▸ **Exercise prompt**: Render the entries as a numbered list, from the first line through the line containing "[88,109,173,137]", with both of those lines included and any blank lines omitted.
------ Raw records ------
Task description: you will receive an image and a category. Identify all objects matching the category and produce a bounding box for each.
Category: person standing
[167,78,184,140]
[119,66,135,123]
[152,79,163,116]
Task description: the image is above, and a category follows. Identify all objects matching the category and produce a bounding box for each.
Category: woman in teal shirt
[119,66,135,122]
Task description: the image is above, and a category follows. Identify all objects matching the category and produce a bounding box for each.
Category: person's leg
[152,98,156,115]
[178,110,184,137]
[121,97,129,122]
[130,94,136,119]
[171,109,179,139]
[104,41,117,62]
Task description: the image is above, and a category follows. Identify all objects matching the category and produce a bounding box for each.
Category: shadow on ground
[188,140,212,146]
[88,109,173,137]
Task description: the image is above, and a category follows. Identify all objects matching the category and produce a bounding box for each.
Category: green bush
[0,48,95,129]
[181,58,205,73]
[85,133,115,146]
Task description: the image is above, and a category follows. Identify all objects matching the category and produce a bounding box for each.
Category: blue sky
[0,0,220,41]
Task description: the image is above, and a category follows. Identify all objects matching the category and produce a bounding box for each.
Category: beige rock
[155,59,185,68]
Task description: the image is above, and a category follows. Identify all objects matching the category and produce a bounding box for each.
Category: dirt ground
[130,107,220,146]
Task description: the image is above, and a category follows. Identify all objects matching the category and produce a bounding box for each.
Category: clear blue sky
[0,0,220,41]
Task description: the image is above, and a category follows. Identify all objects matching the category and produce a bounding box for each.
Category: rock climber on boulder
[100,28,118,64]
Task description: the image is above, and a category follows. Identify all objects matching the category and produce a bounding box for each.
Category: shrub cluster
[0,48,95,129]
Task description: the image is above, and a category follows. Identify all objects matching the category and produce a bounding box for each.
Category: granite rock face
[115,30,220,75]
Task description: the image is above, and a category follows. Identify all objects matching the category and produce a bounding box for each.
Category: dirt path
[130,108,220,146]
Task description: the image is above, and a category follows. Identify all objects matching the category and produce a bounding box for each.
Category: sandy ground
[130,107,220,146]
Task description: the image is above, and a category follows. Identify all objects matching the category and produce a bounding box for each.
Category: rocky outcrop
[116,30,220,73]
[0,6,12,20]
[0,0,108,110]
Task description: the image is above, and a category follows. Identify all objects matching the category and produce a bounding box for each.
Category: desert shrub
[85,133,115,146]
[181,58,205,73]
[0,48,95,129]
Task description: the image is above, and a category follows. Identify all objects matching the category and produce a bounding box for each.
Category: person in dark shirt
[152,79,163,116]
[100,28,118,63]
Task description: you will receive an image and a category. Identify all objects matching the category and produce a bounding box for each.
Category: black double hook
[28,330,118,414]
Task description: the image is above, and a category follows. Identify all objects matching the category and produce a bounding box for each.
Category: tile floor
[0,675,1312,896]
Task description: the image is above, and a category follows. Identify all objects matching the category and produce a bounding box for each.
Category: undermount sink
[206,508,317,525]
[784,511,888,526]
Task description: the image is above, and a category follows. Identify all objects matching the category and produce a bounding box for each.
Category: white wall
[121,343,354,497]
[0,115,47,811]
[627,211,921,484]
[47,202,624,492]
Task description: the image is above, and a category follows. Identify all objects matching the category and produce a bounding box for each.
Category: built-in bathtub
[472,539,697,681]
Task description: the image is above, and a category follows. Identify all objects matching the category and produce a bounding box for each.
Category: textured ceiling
------
▸ **Answer for the task**:
1. Task description: you will receive an image and a category. Identify all objects matching the category and produce a bounding box for each.
2. Category: person standing
3. [167,78,184,140]
4. [119,66,135,123]
5. [152,79,163,116]
6. Task description: the image is above, and a category follows. Identify all objects matching the category and produce a bounding box for each.
7. Category: woman in teal shirt
8. [119,66,135,122]
9. Task description: the image is above, and a category follows. Identify all objects matching the category and produce a bounding box for each.
10. Category: person's leg
11. [152,98,156,115]
12. [178,110,184,137]
13. [121,97,129,122]
14. [130,94,136,119]
15. [171,109,179,139]
16. [104,41,117,62]
17. Task description: the image is above, and a category follows. Identify all objects matching the category and produce a bounding box for each.
18. Category: shadow on ground
19. [188,140,212,146]
20. [88,109,173,137]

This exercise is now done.